→ **ASSIGNMENT**
Extract the text of every entry below exactly; leave images out.

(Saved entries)
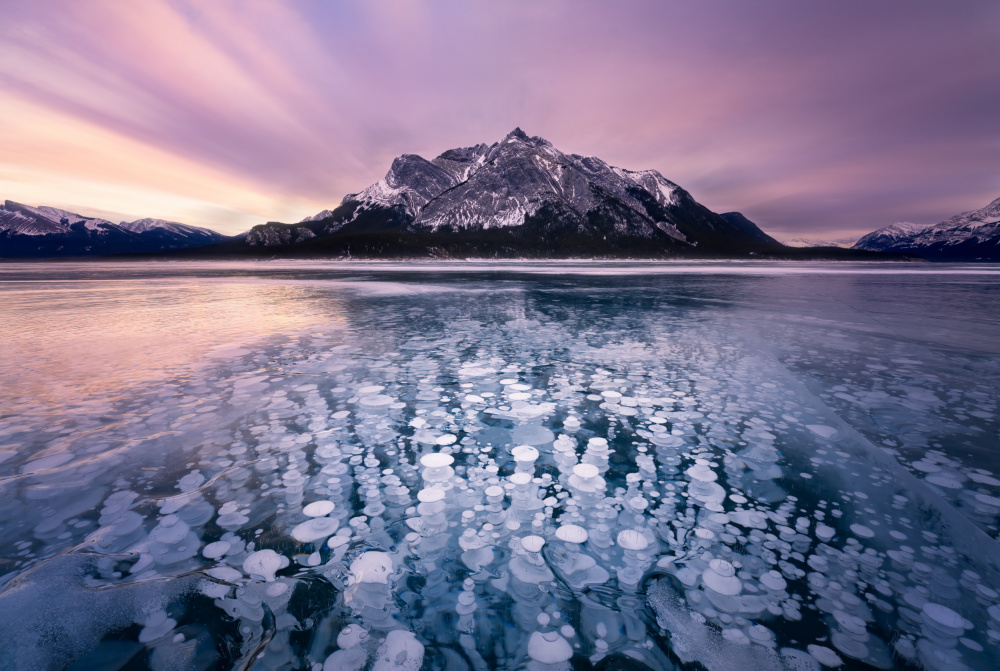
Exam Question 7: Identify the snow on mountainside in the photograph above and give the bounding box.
[0,200,116,235]
[851,222,930,249]
[0,200,225,257]
[853,197,1000,259]
[300,210,334,223]
[118,218,221,240]
[256,128,778,253]
[782,236,858,249]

→ **EXERCISE RESPONSE**
Exam Question 7: Identify the snow on mountainside in the photograph above and give the bounding box.
[0,200,116,235]
[851,222,930,249]
[0,200,225,257]
[853,197,1000,259]
[300,210,334,223]
[118,218,221,240]
[256,128,778,253]
[782,236,858,249]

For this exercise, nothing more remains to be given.